- _Materials provided_:
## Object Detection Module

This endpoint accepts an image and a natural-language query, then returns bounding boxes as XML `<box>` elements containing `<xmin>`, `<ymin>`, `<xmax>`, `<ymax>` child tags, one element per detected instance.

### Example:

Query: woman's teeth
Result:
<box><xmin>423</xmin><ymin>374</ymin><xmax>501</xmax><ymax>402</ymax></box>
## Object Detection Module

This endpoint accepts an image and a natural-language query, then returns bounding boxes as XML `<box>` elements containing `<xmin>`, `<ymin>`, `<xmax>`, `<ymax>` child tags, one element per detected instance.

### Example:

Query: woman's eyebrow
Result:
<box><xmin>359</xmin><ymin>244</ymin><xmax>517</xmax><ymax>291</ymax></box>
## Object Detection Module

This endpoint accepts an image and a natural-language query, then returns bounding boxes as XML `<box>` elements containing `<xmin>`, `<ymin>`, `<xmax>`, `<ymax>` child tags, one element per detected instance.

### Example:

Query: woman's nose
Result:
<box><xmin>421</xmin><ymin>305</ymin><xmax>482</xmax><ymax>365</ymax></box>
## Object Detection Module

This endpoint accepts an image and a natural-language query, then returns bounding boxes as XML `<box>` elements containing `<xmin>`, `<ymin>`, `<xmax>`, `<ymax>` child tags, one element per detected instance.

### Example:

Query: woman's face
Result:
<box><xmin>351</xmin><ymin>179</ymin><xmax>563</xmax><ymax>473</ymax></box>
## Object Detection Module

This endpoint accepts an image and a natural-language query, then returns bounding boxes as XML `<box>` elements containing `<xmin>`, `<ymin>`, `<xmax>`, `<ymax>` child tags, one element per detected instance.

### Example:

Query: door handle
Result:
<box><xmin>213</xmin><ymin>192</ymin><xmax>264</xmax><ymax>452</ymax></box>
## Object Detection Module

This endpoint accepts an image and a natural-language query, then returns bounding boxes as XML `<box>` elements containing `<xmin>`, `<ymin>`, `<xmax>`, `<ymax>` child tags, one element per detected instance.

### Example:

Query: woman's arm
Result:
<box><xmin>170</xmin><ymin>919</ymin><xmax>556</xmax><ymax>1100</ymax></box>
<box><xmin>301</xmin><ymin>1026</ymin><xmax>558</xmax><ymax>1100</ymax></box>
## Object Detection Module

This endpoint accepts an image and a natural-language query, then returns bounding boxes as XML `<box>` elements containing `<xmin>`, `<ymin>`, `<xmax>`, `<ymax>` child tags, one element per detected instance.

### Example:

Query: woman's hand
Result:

- _Stated problem_: Count the lines in the items above that contain the string "woman". Case counts. Reply with the number alone.

- _Reply to the task_: 6